• WORK ITEM A: Which tag does the extract on heading detection and inline formatting give for strikethrough?
** Opening EXTRACT block **
The backend automatically detects:
  • Heading levels (H1-H9) based on paragraph styles
  • Title and subtitle styles
  • Normal paragraphs and body text
  • Numbered headings (preserves numbering)
# Headings are converted to DoclingDocument heading items
for item, _ in doc.iterate_items():
    if isinstance(item, HeadingItem):
        print(f"Heading L{item.level}: {item.text}")
Supported inline formatting:
  • Bold (<w:b>)
  • Italic (<w:i>)
  • Underline (<w:u>)
  • Strikethrough (<w:strike>)
  • Subscript and superscript (<w:vertAlign>)
for item, _ in doc.iterate_items():
    if isinstance(item, TextItem) and item.formatting:
        print(f"Formatted: {item.text}")
        print(f"  Bold: {item.formatting.bold}")
        print(f"  Italic: {item.formatting.italic}")
** Closing EXTRACT block **
** Opening GIVEN ENTRIES block **
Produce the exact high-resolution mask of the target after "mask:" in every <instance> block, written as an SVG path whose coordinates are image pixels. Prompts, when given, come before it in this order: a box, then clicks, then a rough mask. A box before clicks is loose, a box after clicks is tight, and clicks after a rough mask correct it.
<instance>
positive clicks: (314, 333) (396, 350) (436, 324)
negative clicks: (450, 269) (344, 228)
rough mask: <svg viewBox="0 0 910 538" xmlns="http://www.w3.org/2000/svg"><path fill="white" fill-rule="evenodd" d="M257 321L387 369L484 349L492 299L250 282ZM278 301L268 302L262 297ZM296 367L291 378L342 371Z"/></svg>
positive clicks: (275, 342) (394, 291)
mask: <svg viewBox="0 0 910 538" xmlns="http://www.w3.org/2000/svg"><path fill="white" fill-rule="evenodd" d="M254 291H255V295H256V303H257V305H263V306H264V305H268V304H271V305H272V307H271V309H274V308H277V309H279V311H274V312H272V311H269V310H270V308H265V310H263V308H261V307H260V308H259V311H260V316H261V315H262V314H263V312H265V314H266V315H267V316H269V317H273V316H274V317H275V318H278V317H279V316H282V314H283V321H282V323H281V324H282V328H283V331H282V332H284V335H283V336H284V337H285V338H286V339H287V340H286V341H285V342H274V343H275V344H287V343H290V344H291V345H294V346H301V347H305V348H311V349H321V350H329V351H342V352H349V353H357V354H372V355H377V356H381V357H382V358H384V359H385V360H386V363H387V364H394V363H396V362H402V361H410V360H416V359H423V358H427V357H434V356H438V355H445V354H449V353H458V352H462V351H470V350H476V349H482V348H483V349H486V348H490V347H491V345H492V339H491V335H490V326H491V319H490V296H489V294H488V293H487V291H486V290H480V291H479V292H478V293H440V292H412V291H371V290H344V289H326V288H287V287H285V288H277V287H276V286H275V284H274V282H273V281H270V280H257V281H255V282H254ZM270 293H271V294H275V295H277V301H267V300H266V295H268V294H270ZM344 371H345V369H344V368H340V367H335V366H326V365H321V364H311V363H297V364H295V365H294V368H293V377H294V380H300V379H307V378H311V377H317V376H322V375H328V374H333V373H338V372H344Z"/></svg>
** Closing GIVEN ENTRIES block **
• WORK ITEM B: Copy the records from their first line through the line containing "positive clicks: (275, 342) (394, 291)", switching every "rough mask" to "coarse mask" and leaving all else unchanged.

• TASK SOLUTION A: <w:strike>

• TASK SOLUTION B:
Produce the exact high-resolution mask of the target after "mask:" in every <instance> block, written as an SVG path whose coordinates are image pixels. Prompts, when given, come before it in this order: a box, then clicks, then a coarse mask. A box before clicks is loose, a box after clicks is tight, and clicks after a coarse mask correct it.
<instance>
positive clicks: (314, 333) (396, 350) (436, 324)
negative clicks: (450, 269) (344, 228)
coarse mask: <svg viewBox="0 0 910 538" xmlns="http://www.w3.org/2000/svg"><path fill="white" fill-rule="evenodd" d="M257 321L387 369L484 349L492 299L250 282ZM278 301L268 302L262 297ZM296 367L291 378L342 371Z"/></svg>
positive clicks: (275, 342) (394, 291)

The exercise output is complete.